### EXTRACT TO READ:
You aren't in a position to call anyone a prick, given the set of statements you've made. As evidenced above. I'm not gloating either.
Anyway, I suppose it is 'water under the bridge' now. Massive pay-day for Nordic though, if they bought the notes at anything like the discount they were trading for ....
> I said from day one it was a binary bet
"Final call for boarding
This is your captain speaking. We are at 2.5p and as I said last week this is our last stop before the good ship heads for the moon."
No, Kheldar, whilst some were urging caution, you were coming up with laughable ****e...
"The administrators are as bad as the Russian crooks, "
I think that is wrong (I'd remove that comment to be honest); my best guess is that their hands are forced to a degree. The Russian subsidiaries are guarantors of the debt of the PLC, in theory UMMC could take action in Russian courts, they may have a reasonable case of forcing their sale there, so I suspect Administrators are left with a choice of: a small percentage of something vs 100% of nothing. It may be worth asking the administrators directly, but suspect legal action in Russia may have left the company with even less, that's guesswork on my part.

### GIVEN REQUEST 1:
In the forum post, what are the Russian subsidiaries guarantors of?
### GIVEN REQUEST 2:
Sum up the forum post in two sentences.
### GIVEN REQUEST 3:
Copy the forum post from "Anyway, I suppose" to "trading for ....".
The items are separate material, apart from the forum post.

### DATASET:
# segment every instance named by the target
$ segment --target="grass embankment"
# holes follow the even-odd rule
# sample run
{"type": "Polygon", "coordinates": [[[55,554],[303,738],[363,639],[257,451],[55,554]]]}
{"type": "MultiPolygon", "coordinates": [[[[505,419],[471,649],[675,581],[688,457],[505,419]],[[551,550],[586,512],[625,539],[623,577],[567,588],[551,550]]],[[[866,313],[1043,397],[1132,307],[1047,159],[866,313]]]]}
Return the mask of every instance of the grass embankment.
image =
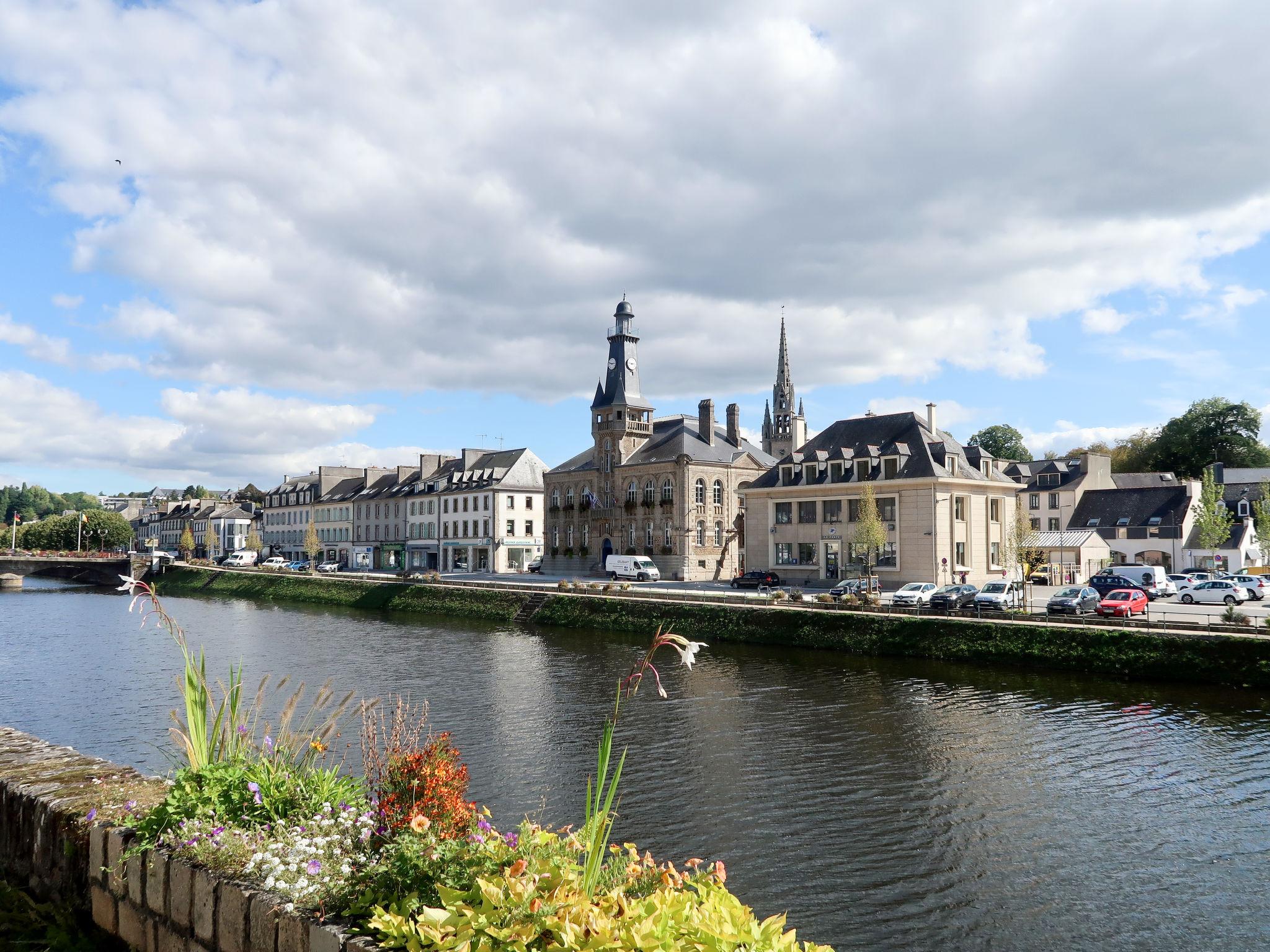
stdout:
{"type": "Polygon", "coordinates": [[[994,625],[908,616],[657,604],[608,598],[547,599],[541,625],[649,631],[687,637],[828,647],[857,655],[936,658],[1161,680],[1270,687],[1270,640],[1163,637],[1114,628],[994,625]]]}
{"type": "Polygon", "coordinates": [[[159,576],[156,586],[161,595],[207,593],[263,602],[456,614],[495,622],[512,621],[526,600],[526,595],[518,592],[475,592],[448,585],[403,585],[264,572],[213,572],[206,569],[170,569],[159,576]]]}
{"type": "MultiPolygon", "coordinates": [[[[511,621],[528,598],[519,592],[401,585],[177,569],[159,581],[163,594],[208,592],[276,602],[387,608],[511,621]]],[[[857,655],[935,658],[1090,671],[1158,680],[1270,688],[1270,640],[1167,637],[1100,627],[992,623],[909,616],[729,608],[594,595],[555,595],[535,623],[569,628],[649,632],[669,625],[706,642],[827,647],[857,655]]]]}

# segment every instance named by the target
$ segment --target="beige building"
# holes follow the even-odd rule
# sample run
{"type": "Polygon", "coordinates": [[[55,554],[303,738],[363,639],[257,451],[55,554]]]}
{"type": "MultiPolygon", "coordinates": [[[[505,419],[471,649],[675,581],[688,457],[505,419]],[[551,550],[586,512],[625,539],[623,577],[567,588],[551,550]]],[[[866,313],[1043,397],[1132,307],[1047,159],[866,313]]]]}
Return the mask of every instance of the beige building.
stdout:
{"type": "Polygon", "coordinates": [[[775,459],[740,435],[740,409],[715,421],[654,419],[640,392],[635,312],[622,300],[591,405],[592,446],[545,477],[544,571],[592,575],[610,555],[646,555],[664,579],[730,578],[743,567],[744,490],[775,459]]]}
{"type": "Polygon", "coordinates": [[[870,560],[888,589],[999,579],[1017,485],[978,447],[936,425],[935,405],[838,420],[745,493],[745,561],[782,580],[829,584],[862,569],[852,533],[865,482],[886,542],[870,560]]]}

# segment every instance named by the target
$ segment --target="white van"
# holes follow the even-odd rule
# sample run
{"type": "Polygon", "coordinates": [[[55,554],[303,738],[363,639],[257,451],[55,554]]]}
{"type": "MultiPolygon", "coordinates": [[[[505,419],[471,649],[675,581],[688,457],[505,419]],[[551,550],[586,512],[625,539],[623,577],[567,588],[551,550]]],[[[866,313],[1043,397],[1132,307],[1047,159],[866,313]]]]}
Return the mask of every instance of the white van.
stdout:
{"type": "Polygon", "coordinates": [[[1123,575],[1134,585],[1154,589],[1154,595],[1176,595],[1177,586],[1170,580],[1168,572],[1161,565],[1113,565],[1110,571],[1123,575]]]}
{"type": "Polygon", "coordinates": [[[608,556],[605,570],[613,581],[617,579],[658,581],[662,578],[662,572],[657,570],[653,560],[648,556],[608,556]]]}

### CORRECT RESPONSE 1:
The debt of the PLC.

### CORRECT RESPONSE 2:
The writer tells Kheldar that, while some were urging caution, Kheldar was making laughable claims, and adds that Nordic had a massive payday if it bought the notes at anything like their trading discount. The writer disputes the view that the administrators are as bad as the Russian crooks, guessing that their hands are partly forced because the Russian subsidiaries guarantee the PLC's debt and UMMC could take action in Russian courts.

### CORRECT RESPONSE 3:
Anyway, I suppose it is 'water under the bridge' now. Massive pay-day for Nordic though, if they bought the notes at anything like the discount they were trading for ....